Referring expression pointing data
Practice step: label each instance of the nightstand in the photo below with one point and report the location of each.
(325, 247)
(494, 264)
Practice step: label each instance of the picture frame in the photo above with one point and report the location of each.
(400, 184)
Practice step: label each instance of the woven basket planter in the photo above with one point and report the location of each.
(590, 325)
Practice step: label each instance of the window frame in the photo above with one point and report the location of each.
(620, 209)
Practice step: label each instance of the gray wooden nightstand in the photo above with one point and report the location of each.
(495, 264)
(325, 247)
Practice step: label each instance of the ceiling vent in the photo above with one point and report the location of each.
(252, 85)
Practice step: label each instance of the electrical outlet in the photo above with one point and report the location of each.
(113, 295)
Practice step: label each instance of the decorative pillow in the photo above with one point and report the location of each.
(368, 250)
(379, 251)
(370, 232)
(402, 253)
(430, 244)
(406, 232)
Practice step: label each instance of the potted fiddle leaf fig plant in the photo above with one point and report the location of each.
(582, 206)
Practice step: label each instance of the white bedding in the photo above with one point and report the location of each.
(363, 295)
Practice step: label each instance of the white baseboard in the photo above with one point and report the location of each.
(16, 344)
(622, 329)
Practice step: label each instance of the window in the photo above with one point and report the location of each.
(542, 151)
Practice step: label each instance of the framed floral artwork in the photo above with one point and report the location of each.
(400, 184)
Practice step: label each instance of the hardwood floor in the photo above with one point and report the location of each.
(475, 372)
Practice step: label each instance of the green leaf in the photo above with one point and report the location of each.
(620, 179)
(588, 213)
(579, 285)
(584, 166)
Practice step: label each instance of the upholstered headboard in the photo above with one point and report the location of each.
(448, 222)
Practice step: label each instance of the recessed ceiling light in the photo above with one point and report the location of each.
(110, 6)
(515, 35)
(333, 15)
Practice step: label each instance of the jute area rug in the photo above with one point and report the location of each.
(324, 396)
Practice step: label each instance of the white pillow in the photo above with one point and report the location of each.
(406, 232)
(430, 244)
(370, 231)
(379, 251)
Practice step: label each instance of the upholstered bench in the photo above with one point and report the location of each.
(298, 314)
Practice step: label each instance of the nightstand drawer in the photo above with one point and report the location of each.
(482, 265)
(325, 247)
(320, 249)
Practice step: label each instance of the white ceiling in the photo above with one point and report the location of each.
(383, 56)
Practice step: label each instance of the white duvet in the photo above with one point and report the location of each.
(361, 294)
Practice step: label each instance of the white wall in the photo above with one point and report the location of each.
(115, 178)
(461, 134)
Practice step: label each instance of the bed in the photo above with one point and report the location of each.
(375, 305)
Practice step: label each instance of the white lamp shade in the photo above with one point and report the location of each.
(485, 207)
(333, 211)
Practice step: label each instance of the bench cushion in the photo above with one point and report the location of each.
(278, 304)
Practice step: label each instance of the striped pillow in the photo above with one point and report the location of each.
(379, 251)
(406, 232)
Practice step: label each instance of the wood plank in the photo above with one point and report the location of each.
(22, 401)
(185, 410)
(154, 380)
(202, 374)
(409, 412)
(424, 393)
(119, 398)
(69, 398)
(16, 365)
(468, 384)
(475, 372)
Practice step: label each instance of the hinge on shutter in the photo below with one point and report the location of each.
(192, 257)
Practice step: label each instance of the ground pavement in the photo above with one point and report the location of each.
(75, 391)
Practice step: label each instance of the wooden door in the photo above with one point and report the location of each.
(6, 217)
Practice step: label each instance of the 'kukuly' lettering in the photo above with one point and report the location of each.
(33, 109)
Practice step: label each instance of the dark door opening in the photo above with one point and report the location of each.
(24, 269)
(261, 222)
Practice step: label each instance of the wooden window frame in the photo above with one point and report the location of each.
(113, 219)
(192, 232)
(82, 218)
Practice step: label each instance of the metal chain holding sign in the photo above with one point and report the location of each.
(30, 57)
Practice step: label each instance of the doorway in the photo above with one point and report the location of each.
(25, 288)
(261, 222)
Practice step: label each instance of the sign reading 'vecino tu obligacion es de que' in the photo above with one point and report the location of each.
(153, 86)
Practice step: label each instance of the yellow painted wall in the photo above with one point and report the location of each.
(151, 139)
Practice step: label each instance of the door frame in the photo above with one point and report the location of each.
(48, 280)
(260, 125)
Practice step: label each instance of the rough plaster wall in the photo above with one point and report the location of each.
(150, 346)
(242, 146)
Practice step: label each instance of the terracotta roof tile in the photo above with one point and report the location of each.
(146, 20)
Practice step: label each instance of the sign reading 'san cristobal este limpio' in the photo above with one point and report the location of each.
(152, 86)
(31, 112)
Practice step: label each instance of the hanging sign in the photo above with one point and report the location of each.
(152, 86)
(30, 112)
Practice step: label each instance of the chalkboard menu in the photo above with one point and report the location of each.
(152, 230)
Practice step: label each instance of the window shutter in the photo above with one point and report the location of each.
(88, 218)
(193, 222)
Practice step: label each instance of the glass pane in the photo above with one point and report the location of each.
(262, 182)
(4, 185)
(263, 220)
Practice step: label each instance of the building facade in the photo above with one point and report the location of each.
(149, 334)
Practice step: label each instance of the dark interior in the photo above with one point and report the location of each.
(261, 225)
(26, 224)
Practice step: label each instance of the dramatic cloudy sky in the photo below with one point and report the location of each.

Your instructions
Every entry above has to be returned exactly as written.

Result
Practice step: label each instance of the nightstand in the photo below with one point and report the location of each.
(325, 247)
(494, 264)
Practice step: label each instance of the picture frame in the photo above with one point and report the location of each.
(400, 184)
Practice step: label each instance of the woven basket planter in the photo above with one point and report the location of each.
(590, 325)
Practice step: label each instance of the window frame in the photo above with one point and report the location of each.
(620, 209)
Practice step: label each instance of the gray wooden nightstand in the photo above with one point and report the location of each.
(495, 264)
(325, 247)
Practice step: label each instance of the ceiling vent in the photo above with one point and report the location of each.
(252, 85)
Practice step: label each instance of the electrical outlet in the photo above with one point and report the location of each.
(113, 295)
Practice step: label each instance of the decorative pillow in the photo above with one point and report the location of each.
(368, 250)
(379, 251)
(370, 232)
(402, 253)
(430, 244)
(406, 232)
Practice step: label each instance of the potted fiddle leaf fig plant in the photo above with one point and report the location of each.
(582, 206)
Practice step: label each instance of the white bedding in the photo above with one point and report the location of each.
(363, 295)
Practice step: label each instance of the white baseboard in the photo above with one point and report the location of each.
(16, 344)
(622, 329)
Practice step: label each instance of the window in the photo above with one point and report the location of each.
(542, 151)
Practice step: label each instance of the framed floral artwork in the photo above with one point and report the location of each.
(400, 184)
Practice step: label each instance of the hardwood floor in the photo above with one point and report the location of each.
(475, 372)
Practice step: label each instance of the green leaf in the photo above with one point and report the location of each.
(620, 179)
(588, 213)
(579, 285)
(584, 166)
Practice step: label each instance of the upholstered headboard in the photo above with one point and report the location of each.
(448, 222)
Practice step: label each instance of the recessed ceiling light in the photo above with one point and report the location of each.
(110, 6)
(515, 35)
(333, 15)
Practice step: label each instance of the jute area rug in the photo above with one point and report the location of each.
(324, 396)
Practice step: label each instance of the white pillow in the photo above with one point and report the location of each.
(406, 232)
(430, 244)
(370, 231)
(379, 251)
Practice step: label each instance of the upholstered bench in the photo above with one point and report the location of each.
(298, 314)
Practice step: label each instance of the nightstand drawer in the photo above with one point and report the location of each.
(482, 265)
(325, 247)
(320, 249)
Practice step: label each instance of the white ceiling in the photo above with one point and report the location of each.
(383, 56)
Practice step: label each instance of the white duvet in the photo above with one point and report the location of each.
(361, 294)
Practice step: label each instance of the white wall in the photo above with one point and report the location of each.
(115, 178)
(461, 134)
Practice step: label each instance of the bed in the photo above with one point and report the location of each.
(375, 305)
Practice step: label each instance of the white lamp shade in the photo above with one point and report the location of each.
(485, 207)
(333, 211)
Practice step: label each instance of the bench cushion in the photo above with one point and report the location of each.
(278, 304)
Practice step: label each instance of the striped pillow in the photo above with one point and report the location of each.
(379, 251)
(406, 232)
Practice step: label each instance of the wood plank in the photo above with one point and report the location of each.
(22, 401)
(185, 410)
(154, 380)
(202, 374)
(409, 412)
(424, 393)
(119, 398)
(69, 398)
(16, 365)
(468, 384)
(475, 372)
Practice step: label each instance of the hinge on shutter in the photo below with one point and report the location of each.
(192, 257)
Practice step: label each instance of the ground pavement in the photo above with one point and report the location of each.
(75, 391)
Practice step: label each instance of the wooden door in the photo above with one point and report the location of each.
(6, 217)
Practice step: label each instance of the 'kukuly' lettering in the photo above with one point and report the location of each.
(33, 109)
Practice step: label each instance of the dark door opening in the photo above with one point and report the location of each.
(24, 269)
(261, 222)
Practice step: label each instance of the wooden window frame in the photo above with one point and report the location of each.
(113, 219)
(192, 232)
(82, 218)
Practice step: label each instance of the metal chain holding sign in the photo above with one point and report the location of each.
(30, 57)
Practice step: label each instance of the doorway in the photo above with one point and report the location of each.
(25, 288)
(261, 222)
Practice step: label each instance of the sign reading 'vecino tu obligacion es de que' in the photo above with one point and report the location of each.
(153, 86)
Practice step: label each instance of the yellow painted wall in the photo above with one point and report the location of each.
(151, 139)
Practice step: label each instance of the door frame in the photo above with one point and report the location of each.
(48, 280)
(260, 125)
Practice step: label each instance of the rough plaster wall in the photo above with one point and report the location of each.
(150, 346)
(242, 146)
Practice step: label each instance of the terracotta roof tile in the photo above with one point and report the location of each.
(146, 20)
Practice step: label each instance of the sign reading 'san cristobal este limpio' in the photo above with one point and report the location of each.
(152, 86)
(31, 112)
Practice step: label each instance of the hanging sign in the photo above with one point and report the location of each.
(152, 86)
(30, 112)
Practice step: label each instance of the chalkboard menu in the photo above with one point and report the location of each.
(152, 230)
Practice step: label each instance of the window shutter in the photo above with one point and report the location of each.
(88, 218)
(193, 222)
Practice step: label each instance of the glass pane in the photo above with one point and report the location of each.
(262, 182)
(4, 185)
(263, 220)
Practice step: label each instance of the building facade in the photo above with one point and report the location of each.
(149, 334)
Practice step: label each instance of the dark interior in the photo above with one point and report the location of each.
(261, 225)
(26, 224)
Practice step: label each instance of the dramatic cloudy sky in the photo below with one point and report the location of each.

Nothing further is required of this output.